**Kutipan Halaman:**

·····

Beberapa dari kita mengenal perusahaan dari namanya dan dari berbagai kegiatan yang dilakukannya. Kegiatan dari perusahaan tersebut selanjutnya kita interpretasikan. Hasil interpretasi tersebut bisa berupa images positif atau kurang positif tentang perusahaan. Kadang-kadang citra perusahaan (corporate image) secara akurat merupakan cermin dari identitas perusahaan (tetapi kadang-kadang tidak juga karena perusahaan kadang-kadang “memanipulasi” image itu dengan cara promosi, iklan, dll, juga bisa disebabkan rumor yang berkembang, statement tidak resmi dari anggota organisasi, dll).

Reputasi perusahaan terbangun dari semua images itu. Frombun mengutip dari American Heritage Dictionary bahwa reputasi adalah Overall estimation in which a company is held by constituent. (Keseluruhan estimasi tentang organisasi yang dimiliki/dilakukan oleh konstituen). A corporate reputation represent the”net”affective or emotional reaction-good or bad, weak or strong-of customers, investors, employees and the general public to the company’s name.

·····

**Cuplikan Baris:**
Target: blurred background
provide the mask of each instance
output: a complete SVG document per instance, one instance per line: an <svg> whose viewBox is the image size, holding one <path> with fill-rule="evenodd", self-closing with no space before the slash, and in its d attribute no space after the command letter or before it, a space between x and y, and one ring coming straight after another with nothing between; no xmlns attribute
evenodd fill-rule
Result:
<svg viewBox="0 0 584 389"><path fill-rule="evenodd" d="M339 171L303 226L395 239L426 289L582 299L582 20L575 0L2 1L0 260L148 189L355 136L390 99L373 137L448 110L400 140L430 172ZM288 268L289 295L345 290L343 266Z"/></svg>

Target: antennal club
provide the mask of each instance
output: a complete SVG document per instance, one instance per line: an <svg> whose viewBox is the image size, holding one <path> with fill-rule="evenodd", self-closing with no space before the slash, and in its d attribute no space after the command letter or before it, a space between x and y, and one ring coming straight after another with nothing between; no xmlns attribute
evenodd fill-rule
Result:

·····

**Instruksi Tugas 1:**
Dalam teks tentang citra dan reputasi perusahaan, kamus apa yang dikutip Frombun untuk definisi reputasi?
**Instruksi Tugas 2:**
Ulangi tanpa perubahan sebagian teks tentang citra dan reputasi perusahaan: mulai pada kata-kata yang memuat "Beberapa dari kita", lalu berhenti setelah "anggota organisasi, dll).".

**Jawaban Lengkap 1:**
American Heritage Dictionary.

**Jawaban Lengkap 2:**
Beberapa dari kita mengenal perusahaan dari namanya dan dari berbagai kegiatan yang dilakukannya. Kegiatan dari perusahaan tersebut selanjutnya kita interpretasikan. Hasil interpretasi tersebut bisa berupa images positif atau kurang positif tentang perusahaan. Kadang-kadang citra perusahaan (corporate image) secara akurat merupakan cermin dari identitas perusahaan (tetapi kadang-kadang tidak juga karena perusahaan kadang-kadang “memanipulasi” image itu dengan cara promosi, iklan, dll, juga bisa disebabkan rumor yang berkembang, statement tidak resmi dari anggota organisasi, dll).